**Estratto del testo**
>>>
Il Tribunale di Bologna (sentenza del 24 gennaio 2017 n 20064), facendo applicazione del principio civilistico della «probabilità prevalente», ha condannato in via solidale il Ministero della Salute (responsabilità extracontrattuale), la Gestione Liquidatoria della ex USL di Bologna e la Regione Emilia Romagna (responsabilità contrattuale) al risarcimento del danno non patrimoniale, quantificato in 355.000 euro a favore di una donna (assistita dallo Studio Legale Frisani) contagiata da epatite C a seguito di una serie di trasfusioni con sangue infetto avvenute nel lontano 1974 presso l’Ospedale S. Orsola di Bologna.
La scoperta della positività al virus Hcv è avvenuta nel 2010 mentre l’atto di citazione è del 2013, per cui è stata rigettata l’eccezione di prescrizione (tanto quinquennale per responsabilità extracontrattuale che decennale per quella contrattuale). Nel corso dello stesso anno poi la Commissione Medica Ospedaliera di Taranto, durante la procedura per ottenere l’indennizzo di legge, aveva riconosciuto il nesso di causalità tra le trasfusioni e l’epatite C.
In giudizio, la Ctu ha evidenziato altre cause alternative all’emotrasfusione per la trasmissione del virus, fra cui gli interventi chirurgici, la terapia odontoiatrica, i trattamenti estetici, gli strumenti endoscopici, i rapporti sessuali. Nel caso specifico, però, prosegue la sentenza, gli unici «fattori causali certi» sono le trasfusione e le endoscopie, diversamente «si finirebbe per ragionare su mere ipotesi» con l’effetto di invertire l’onere probatorio posto a carico della regione e dell’ente liquidatorio.
Dunque, siccome la Cassazione ha chiarito che se i dati scientifici prevedono una molteplicità di fattori, «la scelta da porre a base della decisione di natura civile va compiuta applicando il criterio della probabilità prevalente (n. 7554/2010)», bisogna scegliere quel fattore che «riceve il supporto maggiore sulla base degli elementi probatori». E nel periodo interessato la donna aveva effettuato soltanto due endoscopie a fronte di circa 20 trasfusioni. A ciò si deve aggiungere che, sempre secondo la Ctu, all’epoca il sangue trasfuso «non era sottoposto a rigorosi controlli» anche perché «il virus dell’epatite c non era ancora conosciuto» e mancava una appropriata «classificazione dei donatori». Dunque, «non può che ritenersi più probabile che l’attrice abbia contratto il virus dalle trasfusioni che non dalle endoscopie».
<<<
**Problema da risolvere**
Continua il testo sulla sentenza, riprendendo subito dopo l'ultima frase riportata. Le righe qui sotto sono materiale a parte, slegato dal testo sulla sentenza.

(Righe di un insieme di dati)
>>>
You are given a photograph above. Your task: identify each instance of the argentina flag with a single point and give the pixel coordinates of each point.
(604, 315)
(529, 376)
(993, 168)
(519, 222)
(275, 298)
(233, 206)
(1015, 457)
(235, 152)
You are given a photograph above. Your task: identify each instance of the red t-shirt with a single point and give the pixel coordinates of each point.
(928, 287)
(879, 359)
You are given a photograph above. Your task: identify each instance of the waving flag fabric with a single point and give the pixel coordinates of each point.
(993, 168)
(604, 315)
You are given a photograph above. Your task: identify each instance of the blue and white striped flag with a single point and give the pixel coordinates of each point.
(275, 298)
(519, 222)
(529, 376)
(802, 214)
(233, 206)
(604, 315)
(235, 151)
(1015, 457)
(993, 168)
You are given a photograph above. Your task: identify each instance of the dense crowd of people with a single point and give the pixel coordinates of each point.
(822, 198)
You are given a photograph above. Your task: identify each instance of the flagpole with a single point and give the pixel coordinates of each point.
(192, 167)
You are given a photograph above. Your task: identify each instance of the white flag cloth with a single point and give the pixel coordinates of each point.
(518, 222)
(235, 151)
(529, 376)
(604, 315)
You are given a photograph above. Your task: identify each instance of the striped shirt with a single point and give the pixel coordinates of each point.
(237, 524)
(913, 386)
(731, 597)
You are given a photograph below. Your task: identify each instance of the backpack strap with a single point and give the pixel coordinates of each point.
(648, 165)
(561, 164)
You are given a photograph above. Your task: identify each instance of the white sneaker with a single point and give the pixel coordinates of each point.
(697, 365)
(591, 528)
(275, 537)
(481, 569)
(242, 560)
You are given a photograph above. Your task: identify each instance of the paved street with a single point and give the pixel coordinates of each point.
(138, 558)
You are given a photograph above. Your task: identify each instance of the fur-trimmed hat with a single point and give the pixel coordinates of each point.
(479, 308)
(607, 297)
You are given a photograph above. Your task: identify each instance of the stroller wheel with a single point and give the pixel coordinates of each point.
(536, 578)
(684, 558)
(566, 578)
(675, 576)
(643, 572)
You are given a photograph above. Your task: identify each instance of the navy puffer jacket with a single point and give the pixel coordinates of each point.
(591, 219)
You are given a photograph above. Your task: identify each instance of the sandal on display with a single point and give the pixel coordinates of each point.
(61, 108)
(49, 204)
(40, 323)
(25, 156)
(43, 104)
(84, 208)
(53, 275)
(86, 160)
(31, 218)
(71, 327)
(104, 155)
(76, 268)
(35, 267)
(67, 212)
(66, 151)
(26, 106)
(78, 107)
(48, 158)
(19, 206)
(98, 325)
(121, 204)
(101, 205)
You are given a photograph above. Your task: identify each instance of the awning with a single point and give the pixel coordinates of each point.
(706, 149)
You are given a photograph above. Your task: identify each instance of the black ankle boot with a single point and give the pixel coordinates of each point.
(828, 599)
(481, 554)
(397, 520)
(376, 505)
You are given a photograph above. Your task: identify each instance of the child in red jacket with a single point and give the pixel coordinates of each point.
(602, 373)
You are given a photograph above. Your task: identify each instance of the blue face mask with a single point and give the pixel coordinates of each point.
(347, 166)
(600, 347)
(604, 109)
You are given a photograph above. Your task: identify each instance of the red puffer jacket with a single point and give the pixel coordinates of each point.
<<<
**Risposta scritta**
Il Tribunale ha perciò stabilito la responsabilità concorsuale e solidale del Ministero della Salute, venuto meno ai propri obblighi di vigilanza e controllo, e della Regione Emilia Romagna con la Gestione Liquidatoria della ex U.S.L. di Bologna, per non avere apprestato le opportune cautele volte ad impedire la trasmissione di malattie attraverso sangue infetto. Di conseguenza, il Ministero deve rispondere per responsabilità extracontrattuale ex articolo 2043 del codice civile, la struttura ospedaliera, per responsabilità contrattuale (da contatto sociale) ex articolo 1218 del Cc. In sede liquidatoria, poi, il Giudice ha decurtato il risarcimento dei circa 50mila euro corrisposti alla donna dallo Stato a titolo di indennizzo, ai sensi della legge 210/1992.
Per gli avvocati Pietro Frisani e Emanuela Rosanò, legali dell’attrice : «Il Tribunale ha fatto corretta applicazione del principio della “probabilità prevalente”, per cui, a fronte di una menomazione dell’integrità psico-fisica in ipotesi potenzialmente derivante da una pluralità di cause, il Giudice deve – tra tutte – scegliere quella che riceve il supporto maggiore sulla base degli elementi prodotti in giudizio».
«La legge 210/1992 – concludono -, ha creato un simulacro di risarcimento riconoscendo una indennità di importi spesso risibili alle vittime con ciò ingenerando il convincimento di aver ottenuto l’ integrale ristoro dei danni subiti. I danni effettivi invece a titolo di integrale risarcimento ammontano agli importi liquidati dal Tribunale di Bologna».